→ PROVIDED MATERIAL:
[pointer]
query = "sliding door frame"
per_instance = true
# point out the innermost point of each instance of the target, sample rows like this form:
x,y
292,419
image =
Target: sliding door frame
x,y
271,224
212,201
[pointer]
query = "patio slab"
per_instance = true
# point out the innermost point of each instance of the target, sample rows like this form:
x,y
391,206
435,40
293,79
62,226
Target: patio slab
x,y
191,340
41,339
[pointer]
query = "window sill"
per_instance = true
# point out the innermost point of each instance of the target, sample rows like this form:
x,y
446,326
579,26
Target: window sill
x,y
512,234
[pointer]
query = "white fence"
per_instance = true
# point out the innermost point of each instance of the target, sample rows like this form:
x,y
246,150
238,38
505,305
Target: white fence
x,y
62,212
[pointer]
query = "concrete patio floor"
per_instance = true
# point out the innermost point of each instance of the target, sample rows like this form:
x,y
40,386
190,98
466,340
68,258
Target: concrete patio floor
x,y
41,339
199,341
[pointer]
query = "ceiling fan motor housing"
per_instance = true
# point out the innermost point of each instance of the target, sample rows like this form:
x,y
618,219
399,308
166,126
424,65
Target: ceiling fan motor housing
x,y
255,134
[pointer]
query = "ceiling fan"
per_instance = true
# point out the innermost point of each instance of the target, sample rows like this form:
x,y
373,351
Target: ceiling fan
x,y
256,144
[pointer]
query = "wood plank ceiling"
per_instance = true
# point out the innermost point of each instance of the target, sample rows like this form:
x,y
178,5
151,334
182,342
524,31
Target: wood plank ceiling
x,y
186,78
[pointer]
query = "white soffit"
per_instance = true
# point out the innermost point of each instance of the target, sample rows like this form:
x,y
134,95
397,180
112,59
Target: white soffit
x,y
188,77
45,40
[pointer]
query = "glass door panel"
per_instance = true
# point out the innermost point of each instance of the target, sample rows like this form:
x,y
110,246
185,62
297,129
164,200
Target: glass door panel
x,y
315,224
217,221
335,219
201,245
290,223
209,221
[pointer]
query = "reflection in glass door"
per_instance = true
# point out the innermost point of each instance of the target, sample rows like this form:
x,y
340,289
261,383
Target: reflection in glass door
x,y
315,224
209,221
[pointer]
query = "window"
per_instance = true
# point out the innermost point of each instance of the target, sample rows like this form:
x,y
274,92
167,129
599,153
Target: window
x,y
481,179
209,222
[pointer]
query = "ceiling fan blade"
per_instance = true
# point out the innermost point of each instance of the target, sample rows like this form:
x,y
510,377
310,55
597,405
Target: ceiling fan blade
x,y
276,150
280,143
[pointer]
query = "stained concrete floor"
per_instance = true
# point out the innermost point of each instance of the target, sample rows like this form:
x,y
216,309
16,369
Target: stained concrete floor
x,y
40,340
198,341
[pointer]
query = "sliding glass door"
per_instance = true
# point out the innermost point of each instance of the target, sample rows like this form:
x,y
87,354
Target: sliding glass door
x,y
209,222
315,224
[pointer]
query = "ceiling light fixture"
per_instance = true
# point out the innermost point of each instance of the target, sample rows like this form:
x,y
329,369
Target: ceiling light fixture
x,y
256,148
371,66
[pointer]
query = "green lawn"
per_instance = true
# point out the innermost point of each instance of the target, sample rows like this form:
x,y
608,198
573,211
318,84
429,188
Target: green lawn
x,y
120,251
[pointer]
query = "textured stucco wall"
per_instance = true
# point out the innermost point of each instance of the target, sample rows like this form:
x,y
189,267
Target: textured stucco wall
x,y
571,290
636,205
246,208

→ PROBLEM TO WORK ON:
Your task is to transcribe the listing above in full and exactly.

→ REPLY:
[pointer]
query = "sliding door frame"
per_instance = true
# point out the innermost point of each instance of the target, sample rows like this form:
x,y
292,419
image =
Target: sliding door frame
x,y
271,224
212,201
[pointer]
query = "patio slab"
per_instance = true
# point out the innermost point of each instance of the target, sample rows like this form:
x,y
391,206
435,40
293,79
62,226
Target: patio slab
x,y
191,340
41,339
[pointer]
query = "window sill"
per_instance = true
# point out the innermost point of each instance of the target, sample rows like this form:
x,y
446,326
579,26
Target: window sill
x,y
512,234
[pointer]
query = "white fence"
per_instance = true
# point out the innermost point of each instance of the target, sample rows like this form:
x,y
246,150
238,38
505,305
Target: white fence
x,y
62,212
[pointer]
query = "concrete patio floor"
per_instance = true
# point out the innermost point of each instance of the target, sample rows like this form:
x,y
40,386
190,98
466,340
68,258
Target: concrete patio floor
x,y
41,339
199,341
[pointer]
query = "ceiling fan motor housing"
per_instance = true
# point out the innermost point of each instance of the target, sample rows like this form:
x,y
618,219
399,308
166,126
424,65
Target: ceiling fan motor housing
x,y
255,134
[pointer]
query = "ceiling fan"
per_instance = true
# point out the innermost point of each instance of the target, sample rows like this form:
x,y
373,351
Target: ceiling fan
x,y
256,144
[pointer]
query = "wood plank ceiling"
per_instance = true
# point out the innermost point of each instance of the target, sample rows like this form:
x,y
178,5
151,334
182,342
524,31
Target: wood plank ceiling
x,y
186,78
[pointer]
query = "white soffit"
per_instance = true
# point out the innermost point of each instance of the target, sample rows like this form:
x,y
134,95
397,180
112,59
Target: white soffit
x,y
188,77
45,40
[pointer]
query = "glass door panel"
per_instance = true
# point out the innermost point of each instance of the target, sample rows like this form:
x,y
110,246
185,62
297,129
164,200
Target: glass door panel
x,y
315,224
217,221
335,219
201,245
290,223
209,221
[pointer]
query = "reflection in glass door"
per_instance = true
# point out the innermost point of each instance of the target, sample rows like this form:
x,y
340,289
261,383
Target: reflection in glass door
x,y
315,224
209,221
[pointer]
query = "window"
per_instance = true
# point out the innermost point of each instance of the target, sample rows like this form:
x,y
274,92
167,129
599,153
Target: window
x,y
481,179
209,222
[pointer]
query = "ceiling fan blade"
per_instance = true
# point out the innermost point of each instance of the target, sample rows like this form:
x,y
510,377
310,55
597,405
Target: ceiling fan blade
x,y
276,150
280,143
[pointer]
query = "stained concrete floor"
per_instance = true
# point out the innermost point of each instance of the target, sample rows like this form:
x,y
216,309
16,369
Target: stained concrete floor
x,y
40,340
198,341
[pointer]
query = "sliding glass door"
per_instance = true
# point out the innermost point of each instance of the target, sample rows like this form:
x,y
87,354
Target: sliding glass door
x,y
209,222
315,224
[pointer]
query = "ceiling light fixture"
per_instance = true
# point out the innermost point of each instance of the target, sample rows like this form:
x,y
329,369
Target: ceiling light fixture
x,y
256,148
371,66
[pointer]
query = "green lawn"
per_instance = true
# point out the innermost point of each instance of the target, sample rows like this form:
x,y
608,198
573,211
318,84
429,188
Target: green lawn
x,y
120,251
[pointer]
query = "textured stucco wall"
per_instance = true
# point out the innermost point of each instance of the target, sample rows like this form:
x,y
189,267
Target: textured stucco wall
x,y
571,290
636,205
246,208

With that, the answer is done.